__EXERCISES TO COMPLETE__.
(a) State the original Russian title of the novel, as given in the book reviews.
(b) Retype the part of the book reviews between "What makes Turgenev" and "ideas and themes.", inclusive.
(c) Using the book reviews, explain why Bazarov causes problems for the older generations.
* BEGIN PROVIDED PASSAGE *
This alone is sufficient warrant to read the book. But, there's equally important social reasons to read it. Turgenev is to the novel what Nietzsche is to philosophy, and that they were cotemporaneous is no mistake. "Fathers and Children" is a novel about nihilism, despair, and raw will to power in a vein too similar to Nietzsche to be ignored.
What makes Turgenev singularly important is his writing one of the truly "post-modern" novels as far as his themes go, but writing within the classical tradition of a well-developed plot, story, characters, ideas, and psychology. In many ways, Turgenew anticipates Freud, Kierkegaard, Joyce, and Eliot, while retaining the style of Hawthorne, Austin, and de Balzac. It's a wonderful synthesis -- a masterful story with critically important ideas and themes.
on November 15, 2001
This was required reading for my Russian literature class because it is considered a classic. My favorite part of this book is the fact that it gives the reader a glimpse of what life was like for the average nobleman of the day...(in the 1850's) It has some interesting descriptions of Russian family life, the life of the peasantry and how the younger generation interacted with the older generation (hence the title, "Fathers and Sons" although the original Russian is called "Fathers and Children"). One of the main characters, Bazarov, is a self proclaimed nihilist who rejects all forms of authority, causing problems for the older generations (his parents & his friend's parents), but attracting the attention of the people of his (the younger) generation. This book has no real plot...it is merely the story of how one man brings his nihilist ideas into other peoples' lives & it gives accounts of everybody else's reactions to these nihilist ideas. It is an interesting book & a pretty quick read, but it can drag in places...especially if the reader is waiting for something interesting to happen. All in all, I believe this book is worth reading, if just to get a taste of "Old Russia", but if you are looking for an exciting "can't-put-it-down-sitting-on-the-edge-of-your-seat-page-turner", you won't find it in this book.
on November 3, 2001
This book is known mostly, perhaps, for the character of Bazarov, widely considered the vanguard of nihilism in literature, especially in Russia. Bazarov is a significant fact of fiction, a sketch of the young middle class intellegentsia developing in Russia in the second half of the 19th century. Brash, self-confident, iconoclastic, educated young men like Bazarov were popping up all over Russia. Turgenev finds a way to tie this into a rich tapestry of love, familial relationships, and simplicity that Arkady and Bazarov, the young men, succumb to. Even in his determination to change the world by destroying it so it can be rebuilt, Bazarov does not overcome the strong bonds of family. Love and family has the sort of redemptive power found so often in War and Peace, and indeed, Turgenev writes from a similar perspective and on a similar wavelength as Tolstoy. This book, while not big on plot, is to be appreciated for blending its simple prose with a poetic passion in showing how love between fathers and sons is ageless, and love between men and women occurs. I found the last passage very moving.
* END PROVIDED PASSAGE *
* BEGIN DATASET SECTION *
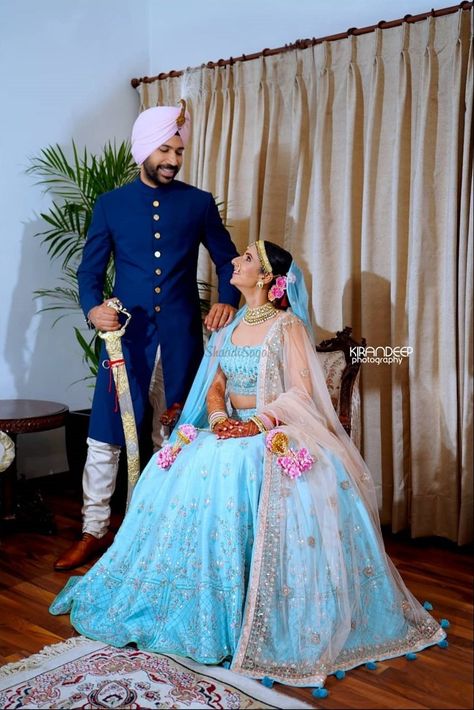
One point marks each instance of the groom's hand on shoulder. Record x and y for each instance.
(220, 315)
* END DATASET SECTION *
__RESPONSES TO THE TASKS__.
(a) "Fathers and Children"

(b)
What makes Turgenev singularly important is his writing one of the truly "post-modern" novels as far as his themes go, but writing within the classical tradition of a well-developed plot, story, characters, ideas, and psychology. In many ways, Turgenew anticipates Freud, Kierkegaard, Joyce, and Eliot, while retaining the style of Hawthorne, Austin, and de Balzac. It's a wonderful synthesis -- a masterful story with critically important ideas and themes.

(c) Bazarov is a self-proclaimed nihilist who rejects all forms of authority. That rejection causes problems for the older generations, meaning his parents and his friend's parents.